Gather every line in the data below that contains the string "excavator", and list those lines in the order they appear.

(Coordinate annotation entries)
begin

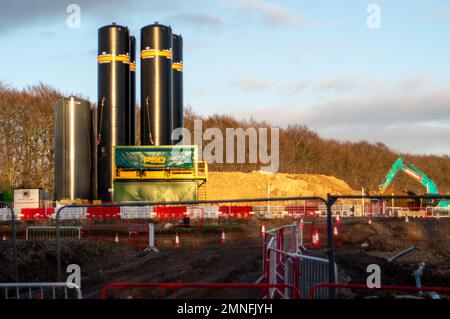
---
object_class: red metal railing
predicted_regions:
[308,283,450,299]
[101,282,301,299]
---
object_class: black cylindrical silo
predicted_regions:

end
begin

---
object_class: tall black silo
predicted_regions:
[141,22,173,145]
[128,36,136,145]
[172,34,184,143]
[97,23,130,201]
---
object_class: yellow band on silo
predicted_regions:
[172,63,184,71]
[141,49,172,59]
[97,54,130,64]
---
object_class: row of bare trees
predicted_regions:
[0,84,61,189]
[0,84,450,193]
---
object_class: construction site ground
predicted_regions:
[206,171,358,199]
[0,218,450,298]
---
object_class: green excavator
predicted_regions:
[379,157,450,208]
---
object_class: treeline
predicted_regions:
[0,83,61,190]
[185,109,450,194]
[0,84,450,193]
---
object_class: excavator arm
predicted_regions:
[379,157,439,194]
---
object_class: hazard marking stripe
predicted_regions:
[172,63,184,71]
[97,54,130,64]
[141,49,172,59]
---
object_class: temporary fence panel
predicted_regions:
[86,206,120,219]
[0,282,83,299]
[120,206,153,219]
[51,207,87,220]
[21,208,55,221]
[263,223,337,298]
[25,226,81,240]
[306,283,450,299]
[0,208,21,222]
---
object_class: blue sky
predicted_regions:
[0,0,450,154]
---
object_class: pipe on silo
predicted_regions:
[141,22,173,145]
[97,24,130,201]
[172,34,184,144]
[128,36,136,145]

end
begin

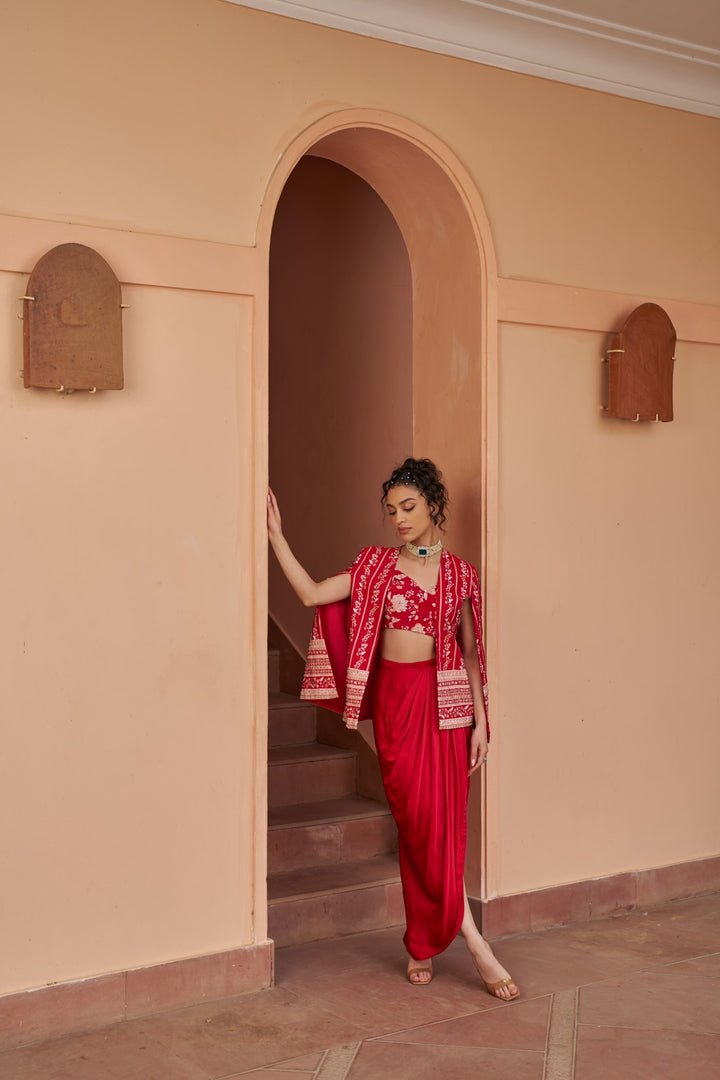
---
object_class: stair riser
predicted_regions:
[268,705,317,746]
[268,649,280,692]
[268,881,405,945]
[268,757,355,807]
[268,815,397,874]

end

◆ FULL RESPONSE
object_class: green excavator
object_class: excavator arm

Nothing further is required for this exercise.